Directions for this task:
Rewrite all of the items below, changing each occurrence of "pixel pair" to "coordinate pair" and keeping everything else the same.

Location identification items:
□ □ □

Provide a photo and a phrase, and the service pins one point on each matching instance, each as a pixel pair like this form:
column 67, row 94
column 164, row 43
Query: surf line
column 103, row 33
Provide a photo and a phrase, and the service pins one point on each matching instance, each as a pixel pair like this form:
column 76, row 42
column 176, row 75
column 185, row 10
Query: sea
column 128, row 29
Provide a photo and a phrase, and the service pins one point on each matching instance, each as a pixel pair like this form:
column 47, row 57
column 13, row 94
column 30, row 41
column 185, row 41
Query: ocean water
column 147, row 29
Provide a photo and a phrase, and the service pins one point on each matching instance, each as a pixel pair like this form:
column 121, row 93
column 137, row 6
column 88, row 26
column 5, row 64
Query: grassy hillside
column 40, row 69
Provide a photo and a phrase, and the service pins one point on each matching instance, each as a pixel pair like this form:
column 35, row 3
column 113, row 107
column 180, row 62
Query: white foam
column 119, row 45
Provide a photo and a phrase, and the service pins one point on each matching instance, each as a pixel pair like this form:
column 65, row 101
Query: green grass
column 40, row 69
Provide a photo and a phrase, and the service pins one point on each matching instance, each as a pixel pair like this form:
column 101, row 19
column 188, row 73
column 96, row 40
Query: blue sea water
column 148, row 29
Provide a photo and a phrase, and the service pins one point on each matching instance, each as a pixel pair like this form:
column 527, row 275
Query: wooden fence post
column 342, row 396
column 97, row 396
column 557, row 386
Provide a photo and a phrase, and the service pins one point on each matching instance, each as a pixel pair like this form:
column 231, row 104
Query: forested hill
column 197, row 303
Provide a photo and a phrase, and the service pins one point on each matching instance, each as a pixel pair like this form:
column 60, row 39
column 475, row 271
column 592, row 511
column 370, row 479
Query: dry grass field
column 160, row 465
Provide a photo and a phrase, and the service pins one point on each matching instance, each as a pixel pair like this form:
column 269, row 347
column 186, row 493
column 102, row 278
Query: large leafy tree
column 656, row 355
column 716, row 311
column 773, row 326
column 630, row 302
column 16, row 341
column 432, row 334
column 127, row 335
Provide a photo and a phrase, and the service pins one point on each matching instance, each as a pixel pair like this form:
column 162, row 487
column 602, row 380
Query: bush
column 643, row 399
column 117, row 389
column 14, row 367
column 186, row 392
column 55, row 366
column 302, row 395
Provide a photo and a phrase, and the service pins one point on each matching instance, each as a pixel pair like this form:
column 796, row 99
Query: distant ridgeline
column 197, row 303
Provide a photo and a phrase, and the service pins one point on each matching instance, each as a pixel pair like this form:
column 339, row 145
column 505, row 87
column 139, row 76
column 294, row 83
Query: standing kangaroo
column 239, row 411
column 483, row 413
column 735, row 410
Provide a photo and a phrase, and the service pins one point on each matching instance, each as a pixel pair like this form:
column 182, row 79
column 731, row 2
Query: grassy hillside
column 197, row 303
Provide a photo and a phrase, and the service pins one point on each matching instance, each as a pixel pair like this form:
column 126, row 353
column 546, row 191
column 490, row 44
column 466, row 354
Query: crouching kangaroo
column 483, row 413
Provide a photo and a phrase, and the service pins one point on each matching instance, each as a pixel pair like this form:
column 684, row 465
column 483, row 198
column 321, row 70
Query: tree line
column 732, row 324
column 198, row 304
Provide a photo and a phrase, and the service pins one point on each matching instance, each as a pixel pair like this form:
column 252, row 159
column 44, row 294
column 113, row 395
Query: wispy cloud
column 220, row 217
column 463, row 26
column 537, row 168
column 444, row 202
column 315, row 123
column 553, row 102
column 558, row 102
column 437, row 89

□ □ □

Answer to the task:
Provide a photo and a phrase, and the service pins one point on each matching instance, each as a coordinate pair like this form:
column 67, row 94
column 164, row 43
Query: surf line
column 103, row 33
Provide a photo and a phrase, and the service pins one point on each matching instance, each as a coordinate pair like this form:
column 76, row 42
column 176, row 75
column 185, row 10
Query: sea
column 128, row 29
Provide a photo and a phrase, and the service pins one point on each matching instance, each as a coordinate pair like this form:
column 47, row 57
column 13, row 94
column 30, row 41
column 185, row 41
Query: ocean water
column 147, row 29
Provide a photo and a phrase, and the service pins one point on each matching instance, each as a coordinate pair like this form:
column 121, row 93
column 137, row 6
column 88, row 26
column 5, row 64
Query: grassy hillside
column 40, row 69
Provide a photo and a phrase, and the service pins one point on each matching instance, each as a coordinate pair like this form:
column 35, row 3
column 113, row 107
column 180, row 62
Query: white foam
column 119, row 45
Provide a photo and a phrase, and the service pins one point on each matching instance, each as a coordinate pair like this form:
column 65, row 101
Query: green grass
column 40, row 69
Provide a photo and a phrase, and the service pins one point on each matching instance, each as a coordinate pair like this form:
column 101, row 19
column 188, row 73
column 96, row 40
Query: blue sea water
column 148, row 29
Provide a photo and a phrase, and the service pins one point on each matching instance, each as a coordinate pair like this form:
column 527, row 275
Query: wooden fence post
column 342, row 396
column 97, row 396
column 557, row 386
Provide a photo and a phrase, and the service pins one point on each matching instance, each as a coordinate pair like this form:
column 231, row 104
Query: forested hill
column 197, row 303
Provide a photo and a phrase, and the service pins one point on each matching instance, each as a coordinate pair like this form:
column 60, row 39
column 475, row 271
column 592, row 511
column 370, row 479
Query: dry grass field
column 160, row 465
Provide a photo and a phrase, and the service pins one point on each matching instance, each as a coordinate pair like this form:
column 269, row 347
column 186, row 493
column 102, row 278
Query: large leafy tree
column 656, row 355
column 716, row 311
column 773, row 326
column 630, row 302
column 16, row 341
column 432, row 334
column 127, row 335
Provide a photo and a phrase, and the service pins one point on each matching instance, each as a coordinate pair like this form:
column 162, row 487
column 602, row 380
Query: bush
column 643, row 399
column 117, row 389
column 14, row 367
column 186, row 392
column 55, row 366
column 302, row 395
Provide a photo and a phrase, and the service pins one point on each matching instance, each as a coordinate pair like this form:
column 796, row 99
Query: distant ridgeline
column 197, row 303
Provide a photo and a phrase, and the service pins one point on each matching instance, each as a coordinate pair like this form:
column 339, row 145
column 505, row 87
column 139, row 76
column 294, row 83
Query: standing kangaroo
column 239, row 411
column 483, row 413
column 735, row 410
Provide a photo and a phrase, and the service pins one point on each matching instance, each as a coordinate pair like this form:
column 182, row 79
column 731, row 2
Query: grassy hillside
column 197, row 303
Provide a photo and a phrase, and the service pins one point on each matching instance, each as a coordinate pair like this form:
column 126, row 353
column 546, row 191
column 490, row 44
column 466, row 354
Query: crouching kangaroo
column 483, row 413
Provide a photo and a phrase, and the service pins one point on each matching instance, each as a coordinate pair like this form:
column 684, row 465
column 483, row 198
column 321, row 70
Query: tree line
column 732, row 324
column 198, row 304
Provide a photo and a phrase, and the service pins one point on each matching instance, each as a coordinate pair like this form:
column 252, row 159
column 44, row 294
column 113, row 395
Query: wispy cloud
column 220, row 217
column 463, row 26
column 537, row 168
column 444, row 202
column 315, row 123
column 553, row 102
column 558, row 102
column 437, row 89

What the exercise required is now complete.